▶ **What to do**
Print every entry exactly once more, omitting each picture.

Dataset entries:
—————

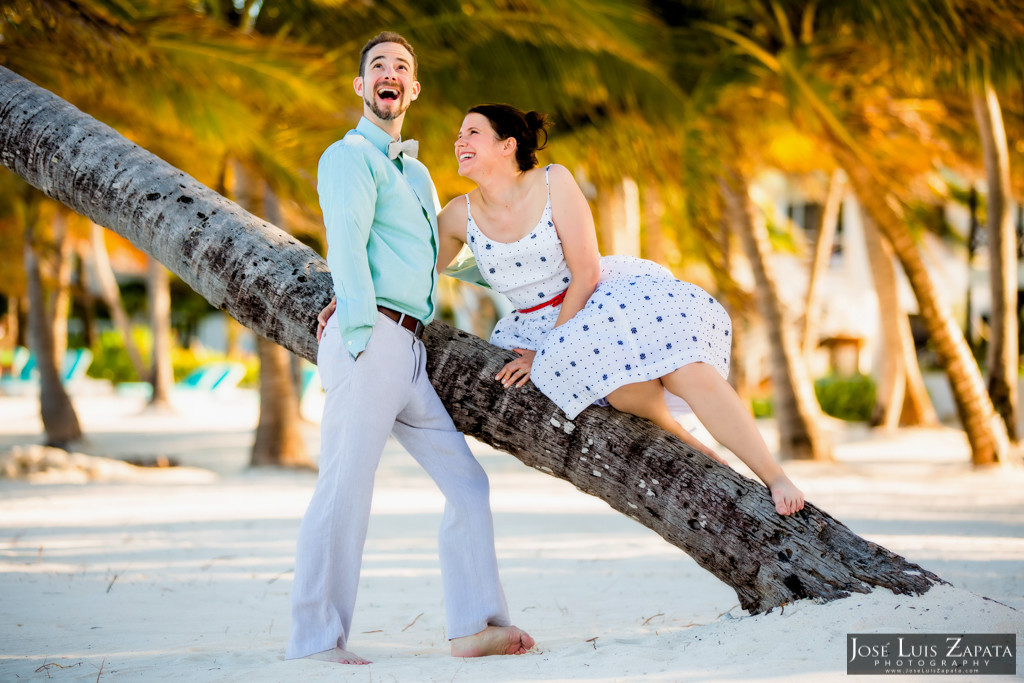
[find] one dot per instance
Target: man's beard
(383, 115)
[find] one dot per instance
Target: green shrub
(110, 359)
(846, 397)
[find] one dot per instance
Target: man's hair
(387, 37)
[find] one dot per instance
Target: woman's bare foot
(493, 640)
(787, 498)
(338, 655)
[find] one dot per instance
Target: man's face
(387, 86)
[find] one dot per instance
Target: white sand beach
(183, 573)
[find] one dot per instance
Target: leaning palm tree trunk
(1003, 351)
(275, 286)
(796, 407)
(158, 289)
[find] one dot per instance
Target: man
(380, 211)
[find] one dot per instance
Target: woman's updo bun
(525, 127)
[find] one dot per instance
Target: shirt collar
(372, 132)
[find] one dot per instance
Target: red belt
(403, 319)
(551, 302)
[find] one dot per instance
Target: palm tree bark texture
(274, 285)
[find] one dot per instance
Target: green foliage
(111, 360)
(846, 397)
(762, 407)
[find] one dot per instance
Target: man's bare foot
(493, 640)
(338, 655)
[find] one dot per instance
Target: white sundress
(639, 325)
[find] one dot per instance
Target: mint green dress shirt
(381, 219)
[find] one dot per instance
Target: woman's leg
(722, 412)
(646, 399)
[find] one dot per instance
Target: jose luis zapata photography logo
(931, 653)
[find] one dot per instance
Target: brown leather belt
(403, 319)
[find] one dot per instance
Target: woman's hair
(525, 127)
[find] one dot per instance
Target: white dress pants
(386, 390)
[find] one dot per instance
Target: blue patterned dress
(639, 325)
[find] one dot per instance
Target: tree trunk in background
(276, 286)
(822, 256)
(158, 287)
(619, 218)
(59, 302)
(902, 398)
(652, 233)
(797, 409)
(111, 293)
(84, 294)
(59, 420)
(11, 328)
(985, 431)
(279, 433)
(732, 299)
(1004, 357)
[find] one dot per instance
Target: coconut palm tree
(241, 263)
(781, 46)
(198, 88)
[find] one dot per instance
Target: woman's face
(477, 144)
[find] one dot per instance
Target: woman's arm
(574, 224)
(451, 231)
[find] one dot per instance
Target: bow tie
(410, 147)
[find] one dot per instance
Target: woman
(589, 328)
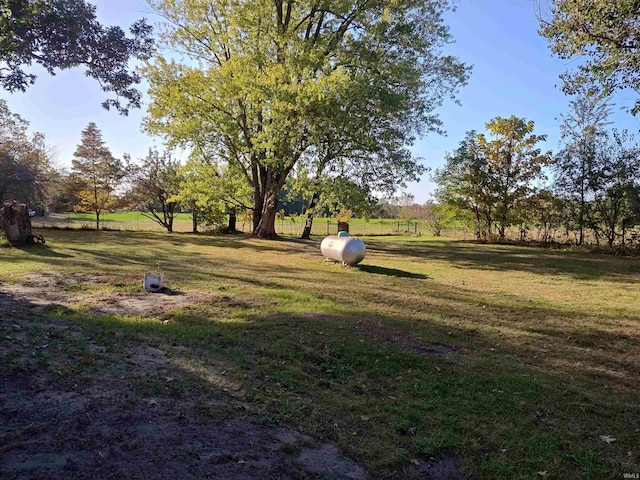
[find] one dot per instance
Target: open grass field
(432, 359)
(137, 221)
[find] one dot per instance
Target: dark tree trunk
(267, 225)
(233, 219)
(306, 233)
(194, 220)
(16, 224)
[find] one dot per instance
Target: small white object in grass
(153, 282)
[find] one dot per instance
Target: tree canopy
(606, 33)
(66, 33)
(492, 175)
(266, 82)
(25, 166)
(96, 172)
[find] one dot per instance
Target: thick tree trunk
(194, 220)
(306, 233)
(267, 225)
(233, 219)
(16, 224)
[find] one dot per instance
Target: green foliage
(95, 172)
(616, 187)
(281, 82)
(155, 183)
(603, 31)
(576, 165)
(493, 177)
(65, 34)
(25, 168)
(211, 189)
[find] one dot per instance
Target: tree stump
(16, 224)
(343, 227)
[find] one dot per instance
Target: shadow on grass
(391, 272)
(362, 379)
(43, 251)
(578, 265)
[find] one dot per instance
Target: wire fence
(289, 226)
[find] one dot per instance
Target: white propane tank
(348, 250)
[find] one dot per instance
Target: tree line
(323, 99)
(502, 181)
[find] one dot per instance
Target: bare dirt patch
(41, 291)
(403, 340)
(122, 422)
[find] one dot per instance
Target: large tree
(154, 184)
(25, 167)
(515, 162)
(583, 134)
(606, 33)
(465, 183)
(61, 34)
(616, 186)
(97, 172)
(213, 190)
(493, 175)
(263, 80)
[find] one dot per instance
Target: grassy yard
(292, 226)
(506, 362)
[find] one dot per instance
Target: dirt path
(53, 426)
(93, 414)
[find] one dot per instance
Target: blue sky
(514, 74)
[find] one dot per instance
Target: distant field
(136, 221)
(484, 361)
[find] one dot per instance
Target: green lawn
(293, 226)
(519, 362)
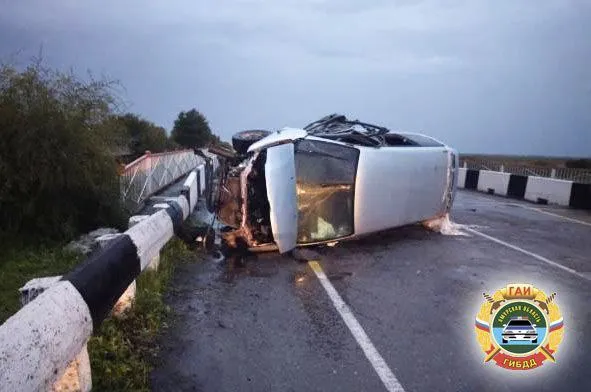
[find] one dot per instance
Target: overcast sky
(483, 76)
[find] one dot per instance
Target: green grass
(123, 352)
(19, 264)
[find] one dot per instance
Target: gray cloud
(484, 76)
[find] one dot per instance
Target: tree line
(60, 137)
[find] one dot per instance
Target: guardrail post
(155, 262)
(77, 375)
(125, 302)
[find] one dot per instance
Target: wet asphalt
(268, 324)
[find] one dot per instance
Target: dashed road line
(527, 252)
(380, 366)
(552, 214)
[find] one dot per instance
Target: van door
(280, 179)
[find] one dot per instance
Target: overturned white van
(333, 180)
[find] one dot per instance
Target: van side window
(325, 175)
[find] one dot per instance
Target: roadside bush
(56, 136)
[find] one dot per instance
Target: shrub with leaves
(56, 136)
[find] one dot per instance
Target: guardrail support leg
(125, 302)
(134, 220)
(77, 376)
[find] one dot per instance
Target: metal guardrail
(582, 176)
(150, 173)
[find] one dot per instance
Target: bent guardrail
(42, 339)
(150, 173)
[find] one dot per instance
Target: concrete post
(155, 262)
(125, 302)
(148, 171)
(77, 376)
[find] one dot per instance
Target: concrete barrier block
(497, 181)
(77, 376)
(51, 330)
(553, 190)
(151, 234)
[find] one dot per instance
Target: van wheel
(242, 140)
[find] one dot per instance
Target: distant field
(529, 161)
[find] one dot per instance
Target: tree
(56, 137)
(144, 135)
(191, 130)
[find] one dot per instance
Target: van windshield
(325, 176)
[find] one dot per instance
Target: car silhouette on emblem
(519, 329)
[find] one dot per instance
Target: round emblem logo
(519, 327)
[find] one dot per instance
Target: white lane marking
(388, 378)
(552, 214)
(527, 252)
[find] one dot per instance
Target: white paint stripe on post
(150, 235)
(527, 252)
(191, 182)
(461, 177)
(201, 169)
(184, 203)
(380, 366)
(38, 342)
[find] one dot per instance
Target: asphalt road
(271, 326)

—————

▶ **The answer**
[find] one dot per instance
Target: man's beard
(383, 115)
[find] one dot per instance
Target: green shrub
(110, 359)
(846, 397)
[find] one dot per instance
Target: man's hair
(387, 37)
[find] one dot per instance
Target: woman's bare foot
(493, 640)
(787, 498)
(338, 655)
[find] one dot per instance
Target: man's face
(387, 86)
[find] one dot per instance
Target: white sand beach
(183, 573)
[find] one dot per instance
Target: leaning palm tree trunk
(1003, 351)
(275, 286)
(796, 407)
(158, 289)
[find] one dot per instance
Target: man
(380, 211)
[find] one dot per instance
Target: woman's updo bun
(525, 127)
[find] one dot per instance
Target: shirt collar
(372, 132)
[find] one dot per instance
Target: red belt
(403, 319)
(551, 302)
[find] one dot per instance
Target: palm tree bark texture
(274, 285)
[find] one dot per instance
Target: green foliage
(111, 360)
(846, 397)
(762, 407)
[find] one dot per instance
Target: man's bare foot
(493, 640)
(338, 655)
[find] one dot per instance
Target: white sundress
(639, 325)
[find] one dot per instance
Target: mint green dress shirt
(381, 219)
[find] one dot per instance
Target: woman's leg
(722, 412)
(646, 399)
[find] one dot per instance
Target: jose luis zapata photography logo
(931, 653)
[find] one dot per instance
Target: brown leather belt
(403, 319)
[find] one dot per instance
Target: woman's hair
(525, 127)
[find] one dot per instance
Target: white dress pants
(386, 390)
[find] one dot per instance
Target: blue patterned dress
(639, 325)
[find] one dot per instance
Target: tree trunk in background
(276, 286)
(822, 256)
(158, 287)
(619, 218)
(59, 302)
(902, 398)
(652, 233)
(797, 409)
(111, 293)
(84, 294)
(59, 420)
(11, 328)
(985, 431)
(279, 433)
(732, 299)
(1004, 357)
[find] one dot per instance
Target: coconut palm tree
(241, 263)
(781, 46)
(198, 88)
[find] one dot per instance
Target: woman's face
(477, 144)
[find] one dot per instance
Target: woman's arm
(574, 224)
(451, 231)
[find] one dot per instance
Target: bow tie
(410, 147)
[find] one dot per instance
Target: woman
(589, 328)
[find] one dot per instance
Target: open grass field
(432, 359)
(137, 221)
[find] one dot per instance
Target: dark tree trunk
(267, 225)
(233, 219)
(306, 233)
(194, 220)
(16, 224)
[find] one dot per instance
Target: small white object in grass
(153, 282)
[find] one dot per instance
Target: tree canopy
(606, 33)
(66, 33)
(492, 175)
(266, 82)
(25, 166)
(96, 172)
[find] one dot per instance
Target: thick tree trunk
(194, 220)
(306, 233)
(267, 225)
(233, 219)
(16, 224)
[find] one dot per instance
Target: green foliage
(95, 172)
(616, 187)
(281, 82)
(155, 183)
(603, 31)
(576, 165)
(493, 177)
(65, 34)
(25, 168)
(211, 189)
[find] one dot per instance
Target: tree stump
(16, 224)
(343, 227)
[find] one dot per instance
Target: shadow on grass
(391, 272)
(362, 379)
(43, 251)
(578, 265)
[find] one dot per instance
Target: wire fence
(289, 226)
[find] one dot per instance
Target: white propane tank
(348, 250)
[find] one dot per instance
Target: tree line
(323, 99)
(502, 181)
[find] one dot per instance
Target: bare dirt patch
(41, 291)
(403, 340)
(122, 422)
[find] one dot per instance
Target: large tree
(154, 184)
(25, 167)
(515, 162)
(583, 134)
(606, 33)
(465, 183)
(61, 34)
(616, 186)
(97, 172)
(213, 190)
(493, 175)
(263, 80)
[find] one dot per instance
Target: grassy yard
(292, 226)
(506, 362)
[find] one dot per instance
Target: dirt path
(53, 426)
(93, 414)
[find] one dot per instance
Target: blue sky
(514, 74)
[find] one dot per instance
Target: distant field
(136, 221)
(484, 361)
[find] one dot per instance
Target: green lawn
(293, 226)
(519, 362)
[find] one dot per instance
Target: overcast sky
(483, 76)
[find] one dot per instance
Target: green grass
(123, 352)
(19, 264)
[find] one dot per instance
Target: gray cloud
(484, 76)
[find] one dot per instance
Target: tree line
(60, 137)
[find] one dot per instance
Target: guardrail post
(155, 262)
(77, 375)
(125, 302)
[find] one dot per instance
Target: wet asphalt
(268, 324)
[find] one dot per instance
Target: dashed road line
(527, 252)
(380, 366)
(552, 214)
[find] one dot per instance
Target: van door
(280, 179)
[find] one dot per instance
Target: overturned white van
(333, 180)
[find] one dot per instance
Target: van side window
(325, 175)
[find] one dot per instance
Target: roadside bush
(56, 136)
[find] one dot per instance
Target: shrub with leaves
(56, 136)
[find] one dot per instance
Target: guardrail support leg
(125, 302)
(134, 220)
(77, 376)
[find] one dot per instance
Target: metal guardrail
(582, 176)
(150, 173)
[find] one dot per instance
Target: bent guardrail
(42, 339)
(150, 173)
[find] one dot per instance
Target: concrete post
(155, 262)
(125, 302)
(148, 171)
(77, 376)
[find] one dot per instance
Target: concrete barrier block
(497, 181)
(77, 376)
(51, 330)
(553, 190)
(151, 234)
[find] one dot per instance
Target: van wheel
(242, 140)
[find] one dot per instance
Target: distant field
(529, 161)
[find] one dot per instance
Target: tree
(56, 137)
(144, 135)
(191, 130)
[find] one dot per instance
Target: van windshield
(325, 176)
[find] one dot per instance
Target: car silhouette on emblem
(519, 329)
[find] one dot per instance
Target: round emblem logo
(519, 327)
[find] one dot per instance
Target: white lane marking
(388, 378)
(552, 214)
(527, 252)
[find] one dot per instance
Target: white paint stripe on post
(150, 235)
(527, 252)
(191, 182)
(461, 177)
(201, 169)
(184, 203)
(380, 366)
(38, 342)
[find] one dot per instance
Target: asphalt road
(271, 326)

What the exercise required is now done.